_ELENCO DEI COMPITI:_
- a) Indica se ciascuna affermazione concorda con il testo sui biotipi articolari, rispondendo sì o no e citando le parole del testo che lo dimostrano. (i) I biotipi articolari compaiono da diversi anni nei programmi formativi di molte scuole di fitness nazionali. (ii) L'articolo si propone di confermare la teoria dei biotipi articolari. (iii) Il riconoscimento di queste teorie potrebbe dipendere in parte da scopi commerciali.
- b) Prosegui il testo sui biotipi articolari partendo dall'ultima frase riportata.
##### ESTRATTO DEL TESTO
Nei programmi formativi dell’istruttore e personal trainer proposti da molte scuole di fitness nazionali, da diversi anni sono stati diffusi i cosiddetti biotipi articolari, dei modelli costituzionali che permetterebbero all’operatore di riconoscere le predisposizioni del soggetto, e quindi gli esercizi con sovraccarichi per il quale esso può o meno essere adatto.
Ci si può fare un’idea della teoria sui biotipi articolari con alcuni articoli pubblicati su my-personaltrainer.it (qui e qui) o su palestratos.it (qui). Sarà scopo di questo articolo critico approfondire la teoria dei biotipi articolari per verificarne l’origine e il fondamento.
Indice
Introduzione
Nei corsi di formazione per istruttore e personal trainer sembra si faccia molto affidamento sull’allenamento personalizzato sulla base delle caratteristiche individuali del soggetto. Parte di queste premesse sono comprensibili date le diverse necessità e predisposizioni del singolo, tuttavia queste potrebbero essere portate all’estremo e riconosciute anche nei casi in cui non vi siano, in parte per convincere dell'”esclusività” del materiale proposto ai corsi, in parte per far percepire al cliente un maggiore valore al servizio di personal training.
Ecco che l’allenamento personalizzato sulla base di alcune caratteristiche del soggetto potrebbe spesso rivelarsi una forzatura basata su teorie che nella pratica non avrebbero completamente valore, e il cui riconoscimento potrebbe essere in parte legato a scopi prettamente commerciali.
##########
##### BLOCCO DATI
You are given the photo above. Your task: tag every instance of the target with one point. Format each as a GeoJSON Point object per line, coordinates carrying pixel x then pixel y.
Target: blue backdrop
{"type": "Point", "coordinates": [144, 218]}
##########
_RISPOSTE AI COMPITI:_
- a)
(i) Sì: "da diversi anni sono stati diffusi i cosiddetti biotipi articolari".
(ii) No: "approfondire la teoria dei biotipi articolari per verificarne l’origine e il fondamento".
(iii) Sì: "il cui riconoscimento potrebbe essere in parte legato a scopi prettamente commerciali".

- b)
Alcune scuole di fitness hanno iniziato infatti a promuovere l’allenamento e l’alimentazione personalizzati sulla base dell’appartenenza ai tipi di costituzione o di distribuzione del grasso corporeo.
Sono stati proposti i programmi specifici per i somatotipi di William Sheldon (endomorfo – mesomorfo – ectomorfo) o per i fenotipi di Jean Vague (androide – ginoide).
Spesso però non viene considerato che le teorie sull’allenamento e l’alimentazione personalizzate per questi modelli costituzionali hanno spesso origine extra-scientifica, e non sembra pertanto esistere una letteratura scientifica che le possa avvalorare.
Ma se i somatotipi di Sheldon e i fenotipi di Vague sono perlomeno riconosciuti ufficialmente dalla comunità e dalla letteratura scientifica da decenni, lo stesso non si può dire per un’ulteriore classificazione diffusa da alcune scuole di fitness sul territorio esclusivamente nazionale: si tratta dei cosiddetti biotipi articolari definiti trapezioidale e clavicolare, la cui origine rimane ignota.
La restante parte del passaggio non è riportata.